START ROWS
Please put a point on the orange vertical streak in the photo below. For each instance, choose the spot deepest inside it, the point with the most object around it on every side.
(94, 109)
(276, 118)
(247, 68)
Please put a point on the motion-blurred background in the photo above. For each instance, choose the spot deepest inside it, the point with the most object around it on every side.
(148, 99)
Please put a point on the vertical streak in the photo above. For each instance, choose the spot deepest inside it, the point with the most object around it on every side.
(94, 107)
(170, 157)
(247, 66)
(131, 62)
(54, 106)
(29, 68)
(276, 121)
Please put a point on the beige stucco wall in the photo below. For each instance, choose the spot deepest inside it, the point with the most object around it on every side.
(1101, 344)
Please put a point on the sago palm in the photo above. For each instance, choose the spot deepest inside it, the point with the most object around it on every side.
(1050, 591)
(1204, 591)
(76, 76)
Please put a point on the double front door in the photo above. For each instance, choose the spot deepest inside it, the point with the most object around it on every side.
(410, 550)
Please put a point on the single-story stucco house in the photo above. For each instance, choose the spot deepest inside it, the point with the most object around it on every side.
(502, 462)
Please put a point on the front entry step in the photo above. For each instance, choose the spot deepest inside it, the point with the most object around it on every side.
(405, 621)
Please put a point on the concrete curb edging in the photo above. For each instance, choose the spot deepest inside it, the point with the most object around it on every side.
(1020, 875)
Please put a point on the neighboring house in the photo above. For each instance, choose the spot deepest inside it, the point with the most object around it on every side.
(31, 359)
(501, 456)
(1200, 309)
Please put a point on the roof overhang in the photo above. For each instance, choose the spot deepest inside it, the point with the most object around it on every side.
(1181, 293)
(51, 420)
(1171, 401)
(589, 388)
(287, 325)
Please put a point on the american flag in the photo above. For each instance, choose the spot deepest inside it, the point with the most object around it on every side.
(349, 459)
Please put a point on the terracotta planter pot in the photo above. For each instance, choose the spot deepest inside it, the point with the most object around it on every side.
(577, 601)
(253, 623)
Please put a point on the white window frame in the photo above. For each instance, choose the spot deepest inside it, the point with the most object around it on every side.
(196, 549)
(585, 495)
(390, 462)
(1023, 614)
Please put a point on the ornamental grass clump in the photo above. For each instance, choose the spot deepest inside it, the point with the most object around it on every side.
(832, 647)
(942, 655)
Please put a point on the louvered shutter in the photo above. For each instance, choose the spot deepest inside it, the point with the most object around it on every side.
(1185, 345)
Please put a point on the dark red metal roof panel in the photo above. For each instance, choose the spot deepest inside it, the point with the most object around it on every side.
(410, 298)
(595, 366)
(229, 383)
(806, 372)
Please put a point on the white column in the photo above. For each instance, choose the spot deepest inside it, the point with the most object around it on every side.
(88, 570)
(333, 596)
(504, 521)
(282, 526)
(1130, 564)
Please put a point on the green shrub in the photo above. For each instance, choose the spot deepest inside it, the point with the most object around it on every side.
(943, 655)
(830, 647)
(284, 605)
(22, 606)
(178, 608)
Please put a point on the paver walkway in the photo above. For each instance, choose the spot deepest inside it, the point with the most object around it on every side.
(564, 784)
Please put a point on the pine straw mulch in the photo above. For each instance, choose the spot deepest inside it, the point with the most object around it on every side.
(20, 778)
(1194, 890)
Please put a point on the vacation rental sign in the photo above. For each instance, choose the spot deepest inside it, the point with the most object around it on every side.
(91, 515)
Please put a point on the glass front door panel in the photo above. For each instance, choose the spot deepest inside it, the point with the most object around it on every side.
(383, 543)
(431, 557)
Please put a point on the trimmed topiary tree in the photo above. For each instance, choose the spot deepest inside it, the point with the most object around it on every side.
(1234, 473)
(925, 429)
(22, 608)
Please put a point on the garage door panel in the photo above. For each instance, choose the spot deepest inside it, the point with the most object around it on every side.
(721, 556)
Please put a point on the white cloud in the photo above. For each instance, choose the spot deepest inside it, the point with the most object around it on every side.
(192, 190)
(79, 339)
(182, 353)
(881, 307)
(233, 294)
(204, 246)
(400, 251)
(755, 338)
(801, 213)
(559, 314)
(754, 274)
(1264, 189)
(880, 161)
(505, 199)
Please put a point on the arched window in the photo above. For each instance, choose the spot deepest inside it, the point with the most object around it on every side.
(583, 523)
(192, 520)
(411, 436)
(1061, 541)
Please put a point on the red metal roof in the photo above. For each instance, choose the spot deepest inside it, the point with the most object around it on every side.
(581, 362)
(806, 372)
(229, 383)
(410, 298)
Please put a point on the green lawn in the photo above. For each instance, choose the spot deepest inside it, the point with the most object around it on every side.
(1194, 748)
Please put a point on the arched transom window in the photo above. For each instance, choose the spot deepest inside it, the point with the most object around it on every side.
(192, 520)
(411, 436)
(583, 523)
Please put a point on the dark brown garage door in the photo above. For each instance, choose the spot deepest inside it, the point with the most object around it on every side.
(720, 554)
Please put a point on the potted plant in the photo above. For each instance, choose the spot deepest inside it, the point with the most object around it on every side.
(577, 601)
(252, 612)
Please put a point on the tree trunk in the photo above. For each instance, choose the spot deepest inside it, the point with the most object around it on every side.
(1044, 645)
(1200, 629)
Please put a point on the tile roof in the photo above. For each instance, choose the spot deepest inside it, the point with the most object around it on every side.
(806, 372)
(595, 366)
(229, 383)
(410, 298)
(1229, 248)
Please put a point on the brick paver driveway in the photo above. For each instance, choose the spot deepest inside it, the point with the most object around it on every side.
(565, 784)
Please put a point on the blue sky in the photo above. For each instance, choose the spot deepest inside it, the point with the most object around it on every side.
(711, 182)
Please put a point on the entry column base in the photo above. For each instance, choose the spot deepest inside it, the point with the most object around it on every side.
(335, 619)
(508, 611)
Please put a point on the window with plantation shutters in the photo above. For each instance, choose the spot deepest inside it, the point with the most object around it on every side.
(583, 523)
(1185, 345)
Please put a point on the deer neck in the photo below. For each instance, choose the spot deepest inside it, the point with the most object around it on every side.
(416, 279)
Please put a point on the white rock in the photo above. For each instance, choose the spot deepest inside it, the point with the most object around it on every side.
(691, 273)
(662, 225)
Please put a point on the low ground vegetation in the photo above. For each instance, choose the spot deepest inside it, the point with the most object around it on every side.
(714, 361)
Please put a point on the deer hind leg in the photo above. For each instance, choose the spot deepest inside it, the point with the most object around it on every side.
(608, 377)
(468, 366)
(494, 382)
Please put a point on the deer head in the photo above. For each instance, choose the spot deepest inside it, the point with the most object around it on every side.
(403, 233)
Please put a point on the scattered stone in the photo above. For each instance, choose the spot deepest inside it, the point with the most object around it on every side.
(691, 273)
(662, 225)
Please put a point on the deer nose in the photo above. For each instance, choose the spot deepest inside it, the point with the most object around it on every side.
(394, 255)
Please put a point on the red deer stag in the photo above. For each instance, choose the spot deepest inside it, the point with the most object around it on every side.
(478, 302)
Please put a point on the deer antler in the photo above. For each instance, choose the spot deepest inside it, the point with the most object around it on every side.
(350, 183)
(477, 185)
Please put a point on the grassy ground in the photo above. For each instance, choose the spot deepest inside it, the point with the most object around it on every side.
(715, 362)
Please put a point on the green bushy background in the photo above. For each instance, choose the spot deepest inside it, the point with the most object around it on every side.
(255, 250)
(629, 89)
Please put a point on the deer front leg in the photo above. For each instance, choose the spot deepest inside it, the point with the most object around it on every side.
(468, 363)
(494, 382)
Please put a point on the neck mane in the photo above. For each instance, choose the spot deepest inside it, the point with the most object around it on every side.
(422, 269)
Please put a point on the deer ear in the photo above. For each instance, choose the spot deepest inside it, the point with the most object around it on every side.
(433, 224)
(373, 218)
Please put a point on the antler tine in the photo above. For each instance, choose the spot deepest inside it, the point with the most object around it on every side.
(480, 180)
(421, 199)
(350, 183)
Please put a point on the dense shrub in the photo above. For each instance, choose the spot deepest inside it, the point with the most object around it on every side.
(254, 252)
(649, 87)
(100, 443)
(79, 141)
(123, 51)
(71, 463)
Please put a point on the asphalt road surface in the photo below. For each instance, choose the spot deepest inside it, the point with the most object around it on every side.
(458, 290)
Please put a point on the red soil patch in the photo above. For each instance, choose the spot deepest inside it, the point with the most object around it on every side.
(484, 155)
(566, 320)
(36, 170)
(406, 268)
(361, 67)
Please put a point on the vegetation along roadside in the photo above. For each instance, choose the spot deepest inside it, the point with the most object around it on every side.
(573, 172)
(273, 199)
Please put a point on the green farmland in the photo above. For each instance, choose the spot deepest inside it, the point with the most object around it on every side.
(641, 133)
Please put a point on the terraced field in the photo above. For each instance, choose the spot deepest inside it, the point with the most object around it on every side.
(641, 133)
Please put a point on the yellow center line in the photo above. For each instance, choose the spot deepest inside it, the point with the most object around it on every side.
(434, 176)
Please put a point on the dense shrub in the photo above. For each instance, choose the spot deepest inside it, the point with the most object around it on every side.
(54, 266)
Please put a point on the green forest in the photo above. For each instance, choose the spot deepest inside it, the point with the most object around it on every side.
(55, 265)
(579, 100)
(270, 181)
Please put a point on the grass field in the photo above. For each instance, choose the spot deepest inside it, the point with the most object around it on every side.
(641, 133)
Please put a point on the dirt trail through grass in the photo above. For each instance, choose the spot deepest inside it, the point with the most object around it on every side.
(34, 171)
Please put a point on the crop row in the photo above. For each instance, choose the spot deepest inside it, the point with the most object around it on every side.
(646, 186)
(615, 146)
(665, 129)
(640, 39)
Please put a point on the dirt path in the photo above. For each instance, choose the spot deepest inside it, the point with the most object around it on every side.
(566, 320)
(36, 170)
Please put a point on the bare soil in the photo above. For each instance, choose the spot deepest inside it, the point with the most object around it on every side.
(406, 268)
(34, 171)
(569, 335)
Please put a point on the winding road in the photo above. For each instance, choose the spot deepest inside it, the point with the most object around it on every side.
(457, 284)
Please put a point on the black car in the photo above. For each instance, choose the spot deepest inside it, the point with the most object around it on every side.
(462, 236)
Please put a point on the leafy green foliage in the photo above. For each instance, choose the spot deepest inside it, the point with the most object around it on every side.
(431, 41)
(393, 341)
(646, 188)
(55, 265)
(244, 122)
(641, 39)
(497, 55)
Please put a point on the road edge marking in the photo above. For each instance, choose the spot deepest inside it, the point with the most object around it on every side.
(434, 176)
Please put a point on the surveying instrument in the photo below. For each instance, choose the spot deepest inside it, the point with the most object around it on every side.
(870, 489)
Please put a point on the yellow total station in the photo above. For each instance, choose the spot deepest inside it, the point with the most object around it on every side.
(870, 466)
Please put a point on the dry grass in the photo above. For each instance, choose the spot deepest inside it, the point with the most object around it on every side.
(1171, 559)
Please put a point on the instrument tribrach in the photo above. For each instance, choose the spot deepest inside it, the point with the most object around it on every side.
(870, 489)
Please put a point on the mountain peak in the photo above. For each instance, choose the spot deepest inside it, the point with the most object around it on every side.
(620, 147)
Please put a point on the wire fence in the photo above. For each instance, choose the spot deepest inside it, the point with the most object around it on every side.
END ROWS
Exactly reproduce the lines from the one containing "Please put a point on the winding" through the end of the records, and only those lines.

### SOLUTION TO THIS PROBLEM
Please put a point on the winding road in the photo above. For each instance, choose the spot deepest inside it, the point with the most object around it on every side.
(457, 284)
Please put a point on the black car in the photo above. For each instance, choose the spot deepest inside it, the point with the most object around it on every side.
(462, 236)
Please put a point on the leafy green foliage in the photo above. For each instance, choose the spot deepest inside it, the point with the most object around it on every side.
(431, 41)
(393, 341)
(646, 188)
(55, 265)
(244, 122)
(641, 39)
(497, 55)
Please put a point on the road edge marking in the photo above. For each instance, choose the spot deepest inside it, the point with the most object around it on every side.
(434, 176)
Please put a point on the surveying instrument in the photo below. For each instance, choose the spot deepest inside it, the point with the most object around it on every side.
(870, 489)
Please put a point on the yellow total station in the photo above. For each instance, choose the spot deepest inside it, the point with the most object around it on every side.
(870, 466)
Please put a point on the dry grass in the photo above. For each instance, choose the spot deepest inside it, the point with the most object around it on every side.
(1171, 559)
Please put a point on the instrument tribrach in the photo above. For each instance, choose the spot deepest inside it, the point with the most object around it on every side.
(870, 489)
Please put a point on the mountain peak in the photo above. For each instance, choose the spot deepest inside it, the point with the most object around it on every side.
(620, 147)
Please put a point on the wire fence in the photo above. For each instance, choose the spot deepest inside it, the point with the most object around it on every side.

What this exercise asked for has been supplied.